## Task objective:
Omitting all pictures, copy word for word the lines from the line containing "Where can you see the combine" through the final line of the entries.

## Rows from a pointing dataset:
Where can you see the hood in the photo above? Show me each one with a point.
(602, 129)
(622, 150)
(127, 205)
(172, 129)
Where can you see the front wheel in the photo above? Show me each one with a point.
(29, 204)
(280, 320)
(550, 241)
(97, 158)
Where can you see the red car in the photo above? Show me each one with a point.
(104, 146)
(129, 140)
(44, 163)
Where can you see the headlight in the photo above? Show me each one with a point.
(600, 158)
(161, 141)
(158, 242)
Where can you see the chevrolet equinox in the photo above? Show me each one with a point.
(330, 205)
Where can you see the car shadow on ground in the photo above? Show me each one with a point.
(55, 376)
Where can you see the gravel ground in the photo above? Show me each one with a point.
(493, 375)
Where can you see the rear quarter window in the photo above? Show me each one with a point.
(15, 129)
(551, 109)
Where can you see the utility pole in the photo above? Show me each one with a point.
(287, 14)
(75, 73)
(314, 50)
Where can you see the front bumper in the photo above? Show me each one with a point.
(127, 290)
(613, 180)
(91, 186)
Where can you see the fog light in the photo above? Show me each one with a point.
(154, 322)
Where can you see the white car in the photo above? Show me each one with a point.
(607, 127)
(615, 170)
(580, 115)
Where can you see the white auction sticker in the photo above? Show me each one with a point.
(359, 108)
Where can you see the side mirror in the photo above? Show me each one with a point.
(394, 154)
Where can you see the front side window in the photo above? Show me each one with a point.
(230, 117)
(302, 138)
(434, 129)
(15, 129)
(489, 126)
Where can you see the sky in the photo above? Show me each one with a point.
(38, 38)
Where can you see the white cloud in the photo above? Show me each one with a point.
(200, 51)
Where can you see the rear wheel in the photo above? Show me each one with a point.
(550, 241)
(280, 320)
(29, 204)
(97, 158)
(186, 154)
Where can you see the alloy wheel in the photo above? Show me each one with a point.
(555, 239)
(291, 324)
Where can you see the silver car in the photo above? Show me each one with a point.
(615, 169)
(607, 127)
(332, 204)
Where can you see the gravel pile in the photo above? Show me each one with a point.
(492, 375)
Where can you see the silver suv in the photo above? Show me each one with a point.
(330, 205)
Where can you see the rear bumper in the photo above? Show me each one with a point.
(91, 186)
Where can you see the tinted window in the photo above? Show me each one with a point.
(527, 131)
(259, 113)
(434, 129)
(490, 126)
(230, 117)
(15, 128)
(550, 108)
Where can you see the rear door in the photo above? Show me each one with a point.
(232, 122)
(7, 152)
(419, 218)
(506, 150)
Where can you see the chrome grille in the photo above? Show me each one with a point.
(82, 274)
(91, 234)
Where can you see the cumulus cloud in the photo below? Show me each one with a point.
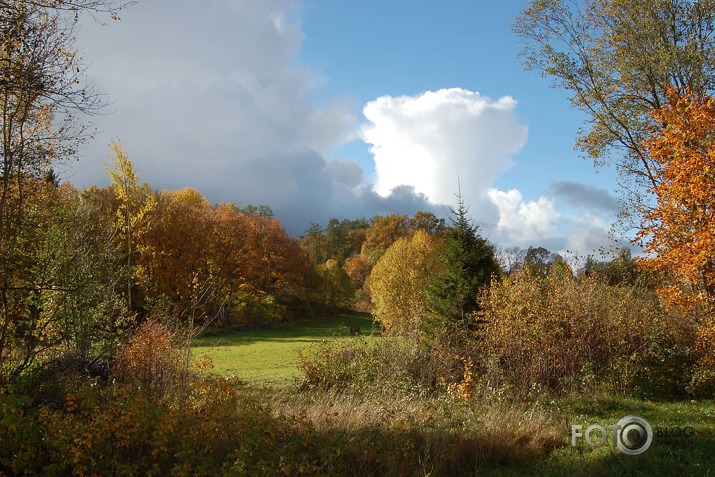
(428, 140)
(585, 196)
(520, 220)
(210, 95)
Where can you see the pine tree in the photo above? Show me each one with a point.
(468, 262)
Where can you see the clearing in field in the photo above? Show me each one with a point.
(271, 356)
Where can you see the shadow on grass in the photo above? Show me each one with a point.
(306, 331)
(683, 439)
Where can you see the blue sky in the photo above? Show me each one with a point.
(344, 109)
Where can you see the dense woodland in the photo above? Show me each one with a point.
(103, 289)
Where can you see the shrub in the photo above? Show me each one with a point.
(388, 363)
(703, 380)
(559, 333)
(150, 360)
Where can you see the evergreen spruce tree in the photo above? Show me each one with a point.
(468, 262)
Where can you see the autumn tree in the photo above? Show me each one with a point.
(43, 90)
(679, 232)
(383, 232)
(173, 251)
(135, 203)
(618, 58)
(399, 282)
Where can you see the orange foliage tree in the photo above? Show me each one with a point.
(678, 233)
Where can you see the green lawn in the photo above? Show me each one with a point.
(271, 356)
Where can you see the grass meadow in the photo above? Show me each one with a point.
(493, 435)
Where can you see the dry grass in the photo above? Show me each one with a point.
(392, 434)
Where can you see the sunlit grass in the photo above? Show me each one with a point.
(272, 355)
(504, 437)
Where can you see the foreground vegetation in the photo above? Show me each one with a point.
(484, 360)
(360, 406)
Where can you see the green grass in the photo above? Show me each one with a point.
(271, 356)
(668, 454)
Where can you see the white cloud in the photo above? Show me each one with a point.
(209, 95)
(427, 141)
(520, 220)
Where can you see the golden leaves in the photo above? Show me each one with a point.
(679, 231)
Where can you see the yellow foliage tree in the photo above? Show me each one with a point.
(399, 279)
(679, 231)
(135, 202)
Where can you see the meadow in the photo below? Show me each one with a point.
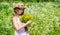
(45, 21)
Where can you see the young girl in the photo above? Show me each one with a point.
(17, 24)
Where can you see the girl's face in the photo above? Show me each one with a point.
(19, 11)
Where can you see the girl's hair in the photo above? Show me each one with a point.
(16, 10)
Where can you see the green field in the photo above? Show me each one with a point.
(45, 21)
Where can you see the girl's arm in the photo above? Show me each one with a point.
(15, 24)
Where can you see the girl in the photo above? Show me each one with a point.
(17, 24)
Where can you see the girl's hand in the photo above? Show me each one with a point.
(28, 22)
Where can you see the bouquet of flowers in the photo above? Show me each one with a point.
(24, 18)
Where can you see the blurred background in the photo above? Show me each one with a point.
(45, 21)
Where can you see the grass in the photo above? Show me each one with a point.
(45, 21)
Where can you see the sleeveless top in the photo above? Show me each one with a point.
(21, 31)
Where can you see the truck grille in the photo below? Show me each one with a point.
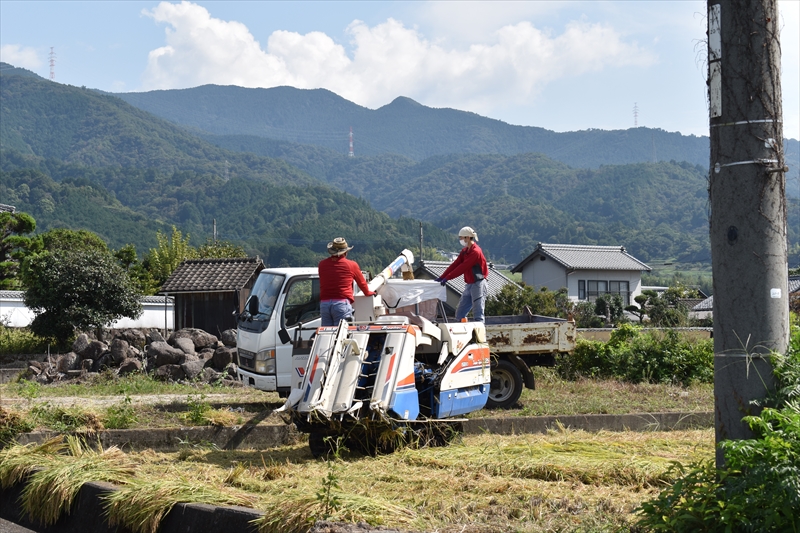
(247, 359)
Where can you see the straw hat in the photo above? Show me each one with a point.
(338, 246)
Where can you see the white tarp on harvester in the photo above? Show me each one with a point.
(399, 293)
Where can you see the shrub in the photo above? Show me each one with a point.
(759, 487)
(634, 356)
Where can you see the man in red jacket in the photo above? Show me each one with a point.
(472, 264)
(336, 276)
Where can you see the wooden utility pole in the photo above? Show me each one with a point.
(748, 206)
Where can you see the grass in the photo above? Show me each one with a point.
(114, 408)
(107, 384)
(560, 481)
(555, 396)
(141, 504)
(52, 488)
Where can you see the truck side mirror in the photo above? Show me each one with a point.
(252, 305)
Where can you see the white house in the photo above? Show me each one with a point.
(156, 314)
(586, 271)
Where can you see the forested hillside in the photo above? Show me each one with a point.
(659, 211)
(404, 127)
(78, 159)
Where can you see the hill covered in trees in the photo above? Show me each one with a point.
(79, 159)
(404, 127)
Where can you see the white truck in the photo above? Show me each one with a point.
(281, 317)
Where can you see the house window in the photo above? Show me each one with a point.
(621, 288)
(596, 288)
(591, 289)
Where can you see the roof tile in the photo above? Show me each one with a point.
(212, 275)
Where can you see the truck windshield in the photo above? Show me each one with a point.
(267, 288)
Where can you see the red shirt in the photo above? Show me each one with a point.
(469, 257)
(336, 275)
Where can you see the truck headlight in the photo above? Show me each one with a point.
(265, 362)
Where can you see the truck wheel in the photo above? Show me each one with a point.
(321, 444)
(506, 385)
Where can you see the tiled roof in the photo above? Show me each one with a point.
(708, 303)
(212, 275)
(580, 257)
(155, 300)
(495, 281)
(705, 305)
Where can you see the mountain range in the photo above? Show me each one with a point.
(270, 168)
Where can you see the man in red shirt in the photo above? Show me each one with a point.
(472, 264)
(336, 276)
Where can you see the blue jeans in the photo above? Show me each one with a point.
(473, 297)
(333, 311)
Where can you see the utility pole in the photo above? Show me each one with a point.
(748, 207)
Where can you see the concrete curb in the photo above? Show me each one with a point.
(87, 512)
(87, 515)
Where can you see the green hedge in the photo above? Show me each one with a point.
(663, 356)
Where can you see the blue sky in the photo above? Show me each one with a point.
(561, 65)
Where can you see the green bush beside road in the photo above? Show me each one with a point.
(635, 356)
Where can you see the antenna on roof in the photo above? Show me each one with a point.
(350, 153)
(53, 63)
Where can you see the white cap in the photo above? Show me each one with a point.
(466, 231)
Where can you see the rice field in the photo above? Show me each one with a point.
(560, 481)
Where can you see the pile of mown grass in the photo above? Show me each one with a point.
(561, 481)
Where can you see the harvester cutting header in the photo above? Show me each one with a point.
(387, 378)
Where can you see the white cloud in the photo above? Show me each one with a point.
(387, 60)
(20, 56)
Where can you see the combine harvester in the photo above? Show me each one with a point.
(389, 379)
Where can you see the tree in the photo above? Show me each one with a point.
(140, 276)
(73, 240)
(71, 290)
(164, 259)
(14, 245)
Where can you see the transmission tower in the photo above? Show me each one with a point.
(350, 153)
(52, 63)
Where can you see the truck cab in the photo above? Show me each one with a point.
(280, 317)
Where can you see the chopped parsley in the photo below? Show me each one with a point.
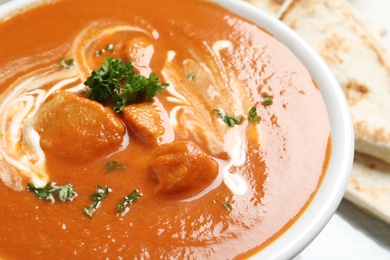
(117, 81)
(51, 191)
(226, 205)
(96, 199)
(114, 165)
(109, 47)
(252, 115)
(191, 76)
(229, 120)
(128, 200)
(67, 63)
(267, 100)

## Complete answer:
Where can you see the combine harvester in the photo above? Show me each one with a point.
(389, 379)
Where can you see the tree in the photo above? Show me each one with a point.
(140, 276)
(73, 240)
(71, 290)
(164, 259)
(14, 245)
Where can you see the transmission tower in the photo above? Show me each one with a point.
(350, 153)
(52, 63)
Where can you see the truck cab in the photo above? Show me each one with a point.
(280, 317)
Where can you see the chopped parsley in the photo below? Show me each one with a point.
(117, 81)
(51, 191)
(226, 205)
(96, 199)
(114, 165)
(109, 47)
(252, 115)
(191, 76)
(229, 120)
(128, 200)
(67, 63)
(267, 100)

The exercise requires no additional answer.